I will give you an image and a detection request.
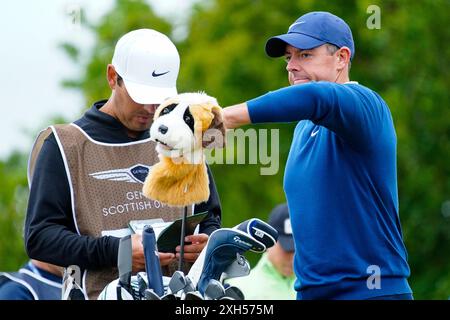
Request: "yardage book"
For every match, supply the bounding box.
[128,211,208,253]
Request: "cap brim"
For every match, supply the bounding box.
[278,234,295,252]
[123,79,177,104]
[266,33,325,58]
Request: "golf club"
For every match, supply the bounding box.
[205,279,225,300]
[142,226,164,297]
[116,235,132,300]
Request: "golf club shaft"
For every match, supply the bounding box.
[178,206,187,271]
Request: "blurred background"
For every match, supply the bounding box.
[0,0,450,299]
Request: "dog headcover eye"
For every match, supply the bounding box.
[183,108,194,133]
[161,103,178,116]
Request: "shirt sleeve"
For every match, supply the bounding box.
[0,280,34,300]
[25,134,120,269]
[247,82,390,149]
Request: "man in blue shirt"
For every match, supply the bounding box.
[224,12,412,299]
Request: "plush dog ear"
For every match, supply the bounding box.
[202,106,226,149]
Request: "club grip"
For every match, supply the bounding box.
[142,226,164,297]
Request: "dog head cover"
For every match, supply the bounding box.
[143,93,225,207]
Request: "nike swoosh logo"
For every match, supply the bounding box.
[152,70,170,77]
[288,21,306,30]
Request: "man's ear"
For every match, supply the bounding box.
[202,106,226,149]
[337,46,351,69]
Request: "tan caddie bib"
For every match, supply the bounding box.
[28,123,192,299]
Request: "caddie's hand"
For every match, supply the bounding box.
[131,234,145,273]
[176,233,209,262]
[158,252,175,267]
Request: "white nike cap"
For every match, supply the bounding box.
[112,29,180,104]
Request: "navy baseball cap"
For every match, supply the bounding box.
[268,203,295,252]
[266,11,355,60]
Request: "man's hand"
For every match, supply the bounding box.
[131,234,175,273]
[176,233,209,262]
[222,102,251,129]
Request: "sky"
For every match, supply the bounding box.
[0,0,198,160]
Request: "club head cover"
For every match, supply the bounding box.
[197,228,266,295]
[233,218,278,252]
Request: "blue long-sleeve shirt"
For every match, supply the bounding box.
[247,82,411,299]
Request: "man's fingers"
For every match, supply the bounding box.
[176,252,200,262]
[175,244,204,253]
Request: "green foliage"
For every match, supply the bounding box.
[0,153,28,270]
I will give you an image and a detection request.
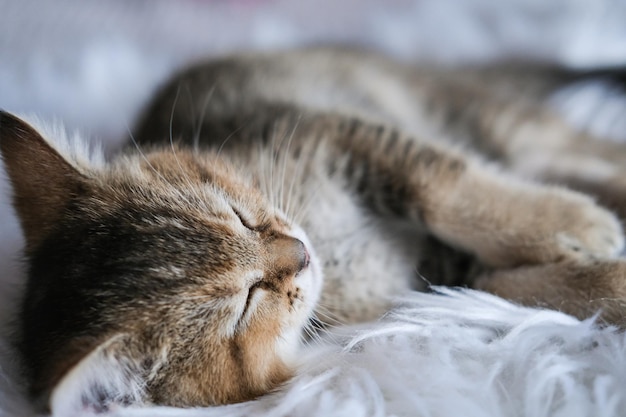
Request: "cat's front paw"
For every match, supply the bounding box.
[539,193,624,258]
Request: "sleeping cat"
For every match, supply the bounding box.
[0,48,626,415]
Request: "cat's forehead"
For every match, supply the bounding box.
[99,150,266,215]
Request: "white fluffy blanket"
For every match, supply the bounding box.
[0,0,626,417]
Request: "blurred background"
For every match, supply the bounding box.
[0,0,626,314]
[0,0,626,141]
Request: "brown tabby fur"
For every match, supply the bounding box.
[0,49,626,411]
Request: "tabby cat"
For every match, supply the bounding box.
[0,48,626,415]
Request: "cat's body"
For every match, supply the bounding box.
[0,49,626,412]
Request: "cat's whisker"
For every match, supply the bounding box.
[279,114,302,218]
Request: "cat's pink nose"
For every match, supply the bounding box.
[267,235,311,277]
[300,243,311,271]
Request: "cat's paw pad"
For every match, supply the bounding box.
[556,200,625,258]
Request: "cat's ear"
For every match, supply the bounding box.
[49,335,146,416]
[0,111,83,248]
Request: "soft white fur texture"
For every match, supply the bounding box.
[0,0,626,417]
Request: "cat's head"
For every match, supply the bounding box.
[0,113,321,414]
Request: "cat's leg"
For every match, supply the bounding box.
[324,117,624,267]
[474,260,626,327]
[420,80,626,228]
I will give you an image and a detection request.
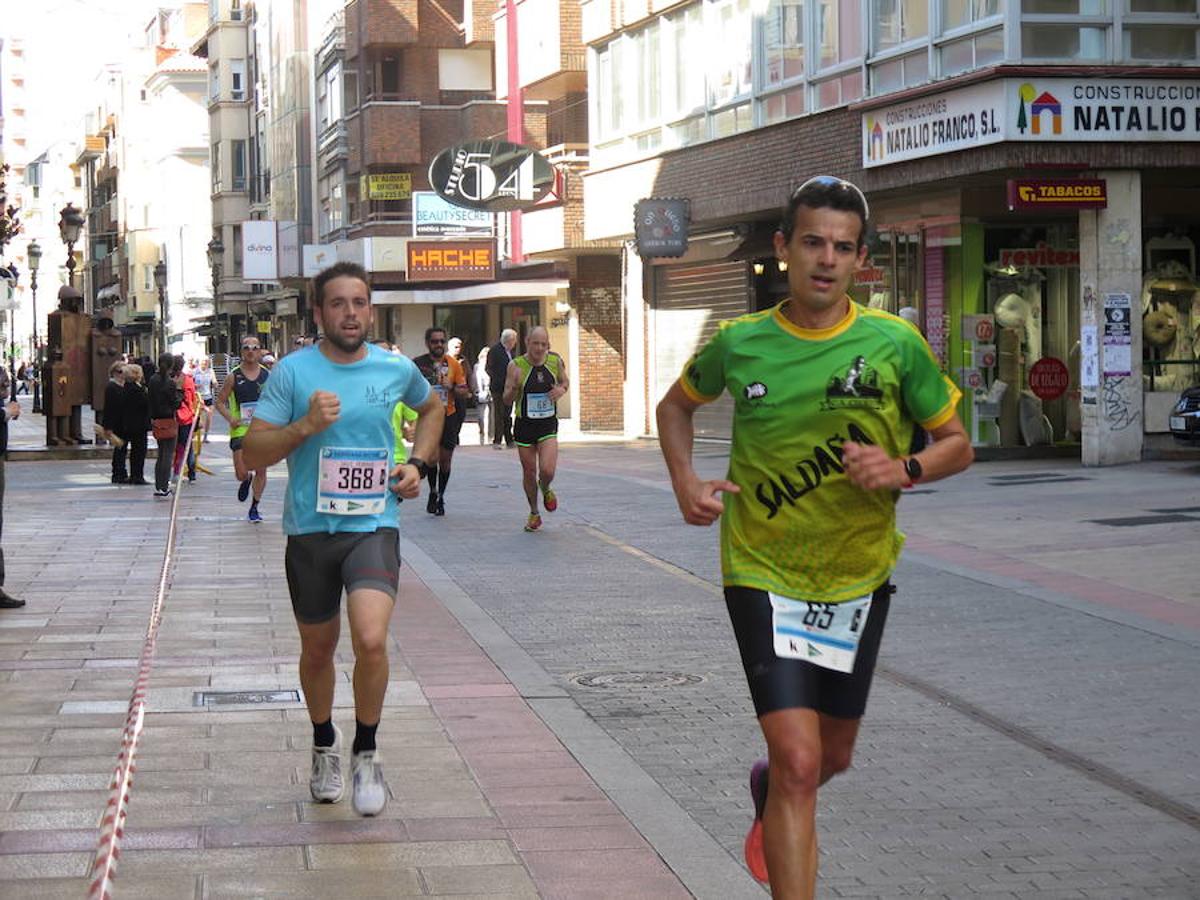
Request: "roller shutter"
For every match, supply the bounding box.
[652,262,750,438]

THE EXERCISE. Reproduce the entries above, requests included, from the start through the line containing "[222,102,251,129]" (inclusive), adding -142 to every bounding-box coordinate in the answers. Omit the pictures.

RESULT.
I will give you an image and a detection request.
Request: "yardage book"
For every match, supply the bounding box.
[-14,69,66,111]
Request: "cap brim"
For every match, supply the bounding box.
[136,92,153,110]
[-19,-63,35,-38]
[124,-109,183,-84]
Request: "golf club"
For every match, supply the bounding box.
[63,137,83,158]
[0,84,22,155]
[-26,93,-10,158]
Request: "golf club shaft"
For every match, supply the bounding box.
[36,64,45,129]
Request: "blurred background"
For every match, supply the bounding box.
[-142,-142,308,157]
Request: "dog headcover eye"
For every match, supply the bounding box.
[41,-34,52,-9]
[19,-39,36,-26]
Request: "shirt sleeve"
For every match, supply the bounding box.
[-142,138,-108,158]
[-117,-8,-22,127]
[105,-60,248,7]
Request: "man in blue shirt"
For every match, supply the bounding box.
[82,-130,270,157]
Request: "plush dog ear"
For every match, supply the bounding box.
[60,-36,84,7]
Request: "club grip"
For every match, supply the bounding box.
[0,84,22,155]
Request: "dog head cover"
For every match, supply the bounding box.
[1,-49,83,65]
Request: "nike swoosh logo"
For every match, supply the bounding box.
[10,-72,28,-65]
[146,-121,164,-112]
Request: "man's ear"
For every match, supply the bounding box.
[60,-36,84,7]
[195,-96,209,-73]
Request: "tan caddie bib"
For every match, supply the bounding box.
[-114,-19,50,157]
Request: "caddie's hand"
For every match, supply the bounding box.
[-11,92,3,131]
[34,91,67,120]
[16,110,33,125]
Request: "white nike cap"
For every match, supply the bounding box.
[-30,-113,38,-38]
Request: "navy baseball cap"
For every match, supply the bounding box.
[126,61,153,110]
[124,-131,213,-82]
Request: "man's hand"
For every match, supply the bounding box.
[-11,92,33,131]
[34,91,67,120]
[80,-40,109,-13]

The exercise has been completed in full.